__The task__
Take the entries below and return them unchanged.

Source records START

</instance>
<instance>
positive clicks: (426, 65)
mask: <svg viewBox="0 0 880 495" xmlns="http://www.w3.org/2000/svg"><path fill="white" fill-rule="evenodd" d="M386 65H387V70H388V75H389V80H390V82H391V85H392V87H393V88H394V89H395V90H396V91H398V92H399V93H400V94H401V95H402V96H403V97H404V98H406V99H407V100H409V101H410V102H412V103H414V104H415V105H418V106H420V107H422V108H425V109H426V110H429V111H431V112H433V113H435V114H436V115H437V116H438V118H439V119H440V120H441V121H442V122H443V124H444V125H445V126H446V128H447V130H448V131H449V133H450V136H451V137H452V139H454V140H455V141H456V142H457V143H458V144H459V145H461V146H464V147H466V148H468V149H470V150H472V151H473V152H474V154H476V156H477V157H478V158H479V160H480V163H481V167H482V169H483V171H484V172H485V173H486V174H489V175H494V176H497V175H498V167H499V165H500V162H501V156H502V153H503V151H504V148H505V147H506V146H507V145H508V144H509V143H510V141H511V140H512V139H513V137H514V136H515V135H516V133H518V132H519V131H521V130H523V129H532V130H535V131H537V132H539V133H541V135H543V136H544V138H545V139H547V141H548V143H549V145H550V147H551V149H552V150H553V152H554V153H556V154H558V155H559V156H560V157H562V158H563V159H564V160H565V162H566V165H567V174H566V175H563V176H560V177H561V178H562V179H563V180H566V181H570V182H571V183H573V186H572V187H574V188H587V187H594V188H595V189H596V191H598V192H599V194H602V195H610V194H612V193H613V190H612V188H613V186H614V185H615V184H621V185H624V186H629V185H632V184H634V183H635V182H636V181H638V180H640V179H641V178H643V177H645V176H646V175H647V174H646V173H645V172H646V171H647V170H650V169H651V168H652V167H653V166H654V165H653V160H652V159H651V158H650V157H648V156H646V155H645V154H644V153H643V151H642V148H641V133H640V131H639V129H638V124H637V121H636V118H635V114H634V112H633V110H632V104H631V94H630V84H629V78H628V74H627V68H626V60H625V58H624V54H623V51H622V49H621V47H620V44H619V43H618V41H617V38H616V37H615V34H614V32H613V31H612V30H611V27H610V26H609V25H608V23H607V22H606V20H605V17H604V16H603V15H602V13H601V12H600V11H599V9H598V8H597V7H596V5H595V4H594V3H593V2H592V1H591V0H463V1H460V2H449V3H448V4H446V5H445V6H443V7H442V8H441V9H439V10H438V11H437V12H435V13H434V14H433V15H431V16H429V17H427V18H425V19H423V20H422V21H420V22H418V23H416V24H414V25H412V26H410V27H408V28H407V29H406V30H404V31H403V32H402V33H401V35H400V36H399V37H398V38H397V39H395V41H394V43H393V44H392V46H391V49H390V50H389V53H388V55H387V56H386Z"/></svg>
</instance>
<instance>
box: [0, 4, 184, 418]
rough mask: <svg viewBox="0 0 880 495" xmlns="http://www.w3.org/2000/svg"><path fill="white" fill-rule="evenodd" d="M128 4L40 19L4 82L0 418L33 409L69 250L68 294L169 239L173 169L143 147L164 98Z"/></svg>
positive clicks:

Source records END

__Exercise answer__
</instance>
<instance>
positive clicks: (426, 65)
mask: <svg viewBox="0 0 880 495" xmlns="http://www.w3.org/2000/svg"><path fill="white" fill-rule="evenodd" d="M386 65H387V70H388V75H389V80H390V82H391V85H392V87H393V88H394V89H395V90H396V91H398V92H399V93H400V94H401V95H402V96H403V97H404V98H406V99H407V100H409V101H410V102H412V103H414V104H415V105H418V106H420V107H422V108H425V109H426V110H429V111H431V112H433V113H435V114H436V115H437V116H438V118H439V119H440V120H441V121H442V122H443V124H444V125H445V126H446V128H447V130H448V131H449V133H450V136H451V137H452V139H454V140H455V141H456V142H457V143H458V144H459V145H461V146H464V147H466V148H468V149H470V150H472V151H473V152H474V154H476V156H477V157H478V158H479V160H480V163H481V167H482V169H483V171H484V172H485V173H486V174H489V175H494V176H497V175H498V167H499V165H500V162H501V156H502V153H503V151H504V148H505V147H506V146H507V145H508V144H509V143H510V141H511V140H512V139H513V137H514V136H515V135H516V133H518V132H519V131H521V130H523V129H532V130H535V131H537V132H539V133H541V135H543V136H544V138H545V139H547V141H548V143H549V145H550V147H551V149H552V150H553V152H554V153H556V154H558V155H559V156H560V157H562V158H563V159H564V160H565V162H566V165H567V174H566V175H563V176H560V177H561V178H562V179H563V180H566V181H570V182H571V183H573V186H572V187H574V188H587V187H594V188H595V189H596V191H598V192H599V194H602V195H610V194H612V193H613V190H612V188H613V186H614V185H615V184H621V185H624V186H629V185H632V184H634V183H635V182H636V181H638V180H640V179H641V178H643V177H645V176H646V175H647V174H646V173H645V172H646V171H647V170H650V169H651V168H652V167H653V166H654V165H653V160H652V159H651V158H650V157H648V156H646V155H645V154H644V153H643V151H642V148H641V133H640V131H639V129H638V124H637V121H636V118H635V114H634V112H633V110H632V104H631V94H630V84H629V78H628V74H627V68H626V60H625V58H624V54H623V51H622V49H621V47H620V44H619V43H618V41H617V38H616V37H615V34H614V32H613V31H612V30H611V27H610V26H609V25H608V23H607V22H606V20H605V17H604V16H603V15H602V13H601V12H600V11H599V9H598V8H597V7H596V5H595V4H594V3H593V2H592V1H591V0H463V1H460V2H449V3H448V4H446V5H445V6H443V7H442V8H441V9H439V10H438V11H437V12H435V13H434V14H433V15H431V16H429V17H427V18H425V19H423V20H422V21H420V22H418V23H416V24H414V25H412V26H410V27H408V28H407V29H406V30H404V31H403V32H402V33H401V35H400V36H399V37H398V38H397V39H395V41H394V43H393V44H392V46H391V49H390V50H389V53H388V55H387V56H386Z"/></svg>
</instance>
<instance>
box: [0, 4, 184, 418]
rough mask: <svg viewBox="0 0 880 495" xmlns="http://www.w3.org/2000/svg"><path fill="white" fill-rule="evenodd" d="M128 4L40 19L4 82L0 418L33 409L69 250L68 294L169 239L173 169L143 147L164 98Z"/></svg>
positive clicks:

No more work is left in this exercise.